TASK INSTRUCTIONS => Pull out every line of the records below that contains the word "blouse", copying each line in full.

>> BEGIN EXERCISE MATERIALS

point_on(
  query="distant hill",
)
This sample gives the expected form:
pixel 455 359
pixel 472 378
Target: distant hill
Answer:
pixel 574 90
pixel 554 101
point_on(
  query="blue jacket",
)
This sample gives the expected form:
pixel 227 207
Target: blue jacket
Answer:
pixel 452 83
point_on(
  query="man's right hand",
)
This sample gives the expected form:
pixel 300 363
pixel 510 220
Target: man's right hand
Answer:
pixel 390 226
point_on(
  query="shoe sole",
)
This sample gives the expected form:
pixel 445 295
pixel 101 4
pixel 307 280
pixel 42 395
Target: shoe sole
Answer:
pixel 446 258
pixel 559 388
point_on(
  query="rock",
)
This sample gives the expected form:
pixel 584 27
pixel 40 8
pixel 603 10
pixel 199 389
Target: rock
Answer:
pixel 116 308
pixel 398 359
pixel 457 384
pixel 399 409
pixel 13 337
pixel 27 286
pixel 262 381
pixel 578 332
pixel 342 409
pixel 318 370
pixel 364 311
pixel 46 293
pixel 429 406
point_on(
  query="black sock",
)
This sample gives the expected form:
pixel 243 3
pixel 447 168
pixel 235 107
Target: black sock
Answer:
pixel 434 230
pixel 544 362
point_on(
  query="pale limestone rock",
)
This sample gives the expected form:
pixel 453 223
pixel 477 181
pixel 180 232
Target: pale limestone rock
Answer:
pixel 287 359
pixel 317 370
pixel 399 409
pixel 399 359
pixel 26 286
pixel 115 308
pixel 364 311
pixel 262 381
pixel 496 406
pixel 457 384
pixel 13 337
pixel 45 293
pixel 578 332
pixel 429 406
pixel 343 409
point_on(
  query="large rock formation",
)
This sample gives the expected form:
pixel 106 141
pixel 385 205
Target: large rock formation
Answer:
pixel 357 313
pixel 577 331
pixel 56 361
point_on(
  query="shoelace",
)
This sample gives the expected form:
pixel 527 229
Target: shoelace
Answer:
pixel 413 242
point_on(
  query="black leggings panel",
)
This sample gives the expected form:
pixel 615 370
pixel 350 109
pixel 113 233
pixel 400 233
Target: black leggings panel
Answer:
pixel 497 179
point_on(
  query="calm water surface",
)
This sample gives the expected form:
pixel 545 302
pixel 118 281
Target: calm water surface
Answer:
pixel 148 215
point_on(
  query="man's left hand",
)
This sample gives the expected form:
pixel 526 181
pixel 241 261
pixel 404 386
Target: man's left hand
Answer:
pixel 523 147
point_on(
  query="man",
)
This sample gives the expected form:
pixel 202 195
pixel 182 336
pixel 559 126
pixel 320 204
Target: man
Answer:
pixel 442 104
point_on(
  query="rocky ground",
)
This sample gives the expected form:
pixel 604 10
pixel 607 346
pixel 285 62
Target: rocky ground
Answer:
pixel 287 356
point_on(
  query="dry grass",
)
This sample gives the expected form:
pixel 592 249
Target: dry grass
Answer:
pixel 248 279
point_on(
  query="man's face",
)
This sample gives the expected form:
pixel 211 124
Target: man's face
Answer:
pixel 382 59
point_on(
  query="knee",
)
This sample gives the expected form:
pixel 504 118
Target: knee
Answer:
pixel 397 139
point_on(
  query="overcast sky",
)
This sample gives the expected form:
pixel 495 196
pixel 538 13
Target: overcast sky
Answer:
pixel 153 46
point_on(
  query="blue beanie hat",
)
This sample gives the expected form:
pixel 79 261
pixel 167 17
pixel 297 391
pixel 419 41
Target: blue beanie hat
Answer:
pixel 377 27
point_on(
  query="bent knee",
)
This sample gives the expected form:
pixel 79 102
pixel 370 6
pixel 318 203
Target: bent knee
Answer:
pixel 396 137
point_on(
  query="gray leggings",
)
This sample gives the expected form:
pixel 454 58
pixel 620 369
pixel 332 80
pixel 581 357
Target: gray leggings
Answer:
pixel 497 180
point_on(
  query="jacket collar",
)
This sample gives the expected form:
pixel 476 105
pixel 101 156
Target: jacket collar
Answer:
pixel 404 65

>> END EXERCISE MATERIALS
>> BEGIN EXERCISE MATERIALS

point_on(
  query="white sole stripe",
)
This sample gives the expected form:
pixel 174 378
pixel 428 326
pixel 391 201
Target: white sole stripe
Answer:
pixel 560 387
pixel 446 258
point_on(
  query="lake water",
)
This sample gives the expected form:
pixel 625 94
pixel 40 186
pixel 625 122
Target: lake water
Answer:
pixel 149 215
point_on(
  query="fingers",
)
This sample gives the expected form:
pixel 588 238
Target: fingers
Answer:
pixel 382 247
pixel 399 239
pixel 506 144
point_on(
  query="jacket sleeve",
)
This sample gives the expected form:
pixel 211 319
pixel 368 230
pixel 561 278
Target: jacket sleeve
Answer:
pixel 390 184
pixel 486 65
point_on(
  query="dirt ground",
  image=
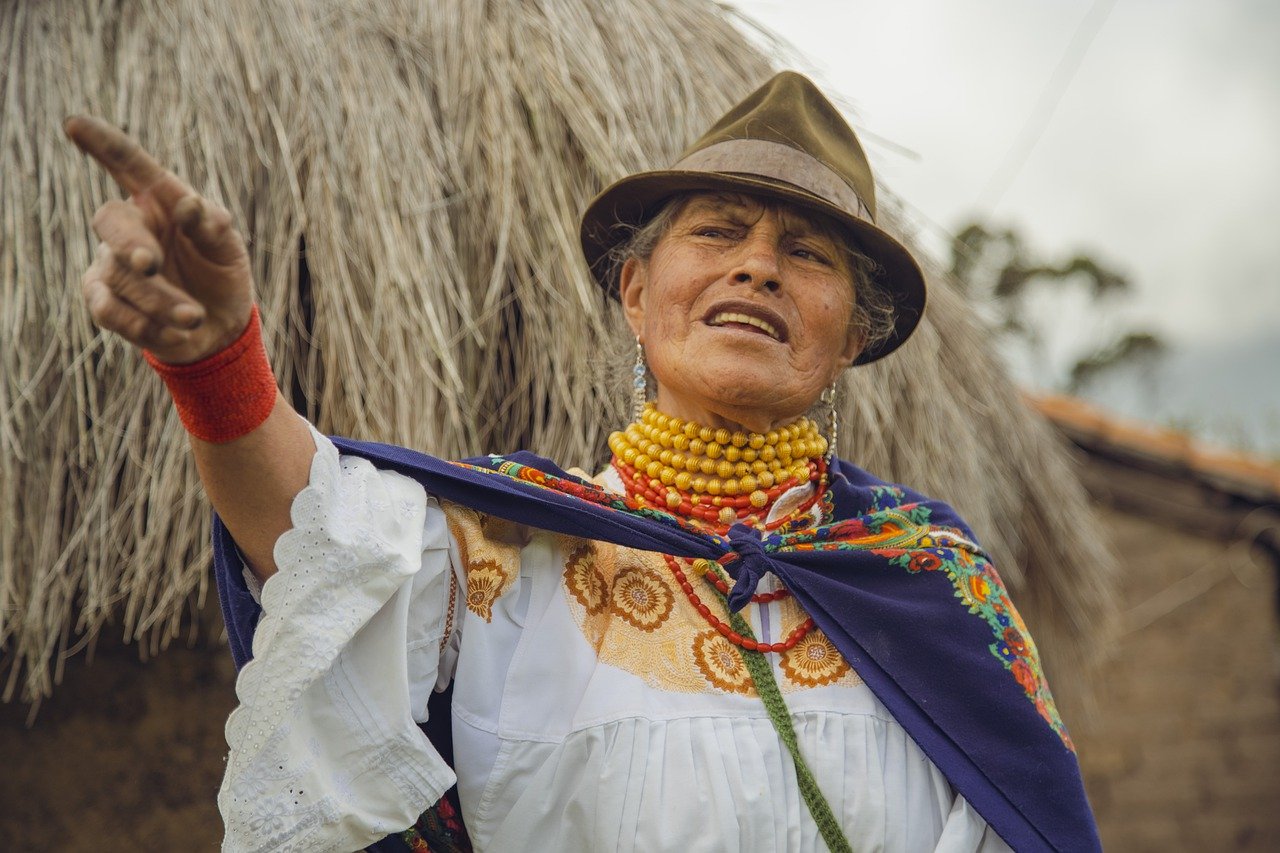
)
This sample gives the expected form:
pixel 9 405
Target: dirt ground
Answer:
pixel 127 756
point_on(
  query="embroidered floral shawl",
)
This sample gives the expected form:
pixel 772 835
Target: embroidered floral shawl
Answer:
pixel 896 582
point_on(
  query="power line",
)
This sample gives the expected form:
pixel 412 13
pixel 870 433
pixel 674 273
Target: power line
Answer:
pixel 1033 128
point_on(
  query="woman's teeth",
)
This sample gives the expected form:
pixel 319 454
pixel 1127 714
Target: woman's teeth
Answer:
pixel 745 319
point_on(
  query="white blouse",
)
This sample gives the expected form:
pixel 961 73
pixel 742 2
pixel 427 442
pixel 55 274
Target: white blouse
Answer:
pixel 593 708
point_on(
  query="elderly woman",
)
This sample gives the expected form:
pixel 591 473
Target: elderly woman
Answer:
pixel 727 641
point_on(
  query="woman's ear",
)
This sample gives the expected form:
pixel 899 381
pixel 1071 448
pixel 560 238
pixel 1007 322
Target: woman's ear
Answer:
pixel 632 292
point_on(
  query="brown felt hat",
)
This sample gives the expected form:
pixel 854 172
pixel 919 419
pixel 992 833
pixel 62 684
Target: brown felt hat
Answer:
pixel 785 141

>> END EXERCISE MATERIALS

THE REPLY =>
  query="white blouse",
Target: white blouse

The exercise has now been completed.